» **Stated problem**
Which lines in the entries below contain the word "before"? Copy each of those lines in full, treating uppercase and lowercase as different.

Boundary labeling items:
====

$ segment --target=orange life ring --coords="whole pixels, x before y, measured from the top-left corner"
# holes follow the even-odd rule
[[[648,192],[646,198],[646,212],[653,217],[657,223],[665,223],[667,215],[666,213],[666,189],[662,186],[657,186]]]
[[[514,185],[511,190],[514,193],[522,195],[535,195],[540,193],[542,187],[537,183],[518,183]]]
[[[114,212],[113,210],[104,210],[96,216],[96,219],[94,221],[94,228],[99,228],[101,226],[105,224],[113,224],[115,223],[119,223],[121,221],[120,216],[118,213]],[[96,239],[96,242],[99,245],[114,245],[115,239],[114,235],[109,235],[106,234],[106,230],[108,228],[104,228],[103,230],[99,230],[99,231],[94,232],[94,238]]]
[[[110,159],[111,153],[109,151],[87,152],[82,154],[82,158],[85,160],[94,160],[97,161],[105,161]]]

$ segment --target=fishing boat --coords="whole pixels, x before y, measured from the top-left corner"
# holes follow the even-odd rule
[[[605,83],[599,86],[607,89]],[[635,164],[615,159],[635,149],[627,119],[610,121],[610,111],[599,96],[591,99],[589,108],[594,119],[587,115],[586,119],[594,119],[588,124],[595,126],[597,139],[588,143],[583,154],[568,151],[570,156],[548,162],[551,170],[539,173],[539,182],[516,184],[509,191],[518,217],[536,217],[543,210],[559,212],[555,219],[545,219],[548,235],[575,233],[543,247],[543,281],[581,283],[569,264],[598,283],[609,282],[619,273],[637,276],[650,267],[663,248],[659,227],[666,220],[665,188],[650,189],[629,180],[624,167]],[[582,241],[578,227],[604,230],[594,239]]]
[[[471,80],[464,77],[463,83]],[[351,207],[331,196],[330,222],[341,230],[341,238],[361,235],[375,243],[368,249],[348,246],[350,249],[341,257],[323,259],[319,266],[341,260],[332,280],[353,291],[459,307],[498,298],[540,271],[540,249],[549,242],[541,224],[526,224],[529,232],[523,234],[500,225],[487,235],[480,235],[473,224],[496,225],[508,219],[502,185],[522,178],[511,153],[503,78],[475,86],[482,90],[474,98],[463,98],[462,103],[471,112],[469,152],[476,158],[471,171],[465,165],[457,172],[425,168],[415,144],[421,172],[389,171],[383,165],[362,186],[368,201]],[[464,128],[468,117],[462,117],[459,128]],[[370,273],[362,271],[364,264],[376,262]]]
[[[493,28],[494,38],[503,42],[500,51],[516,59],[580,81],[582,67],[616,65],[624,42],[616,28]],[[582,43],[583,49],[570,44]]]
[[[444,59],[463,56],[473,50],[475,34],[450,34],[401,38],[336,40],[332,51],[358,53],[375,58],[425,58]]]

====

» **Answer to this problem**
$ segment --target=orange life ring --coords="whole pixels, x before y, measured from the top-left corner"
$ segment --target=fishing boat --coords="whole pixels, x before y, measured from the top-left corner"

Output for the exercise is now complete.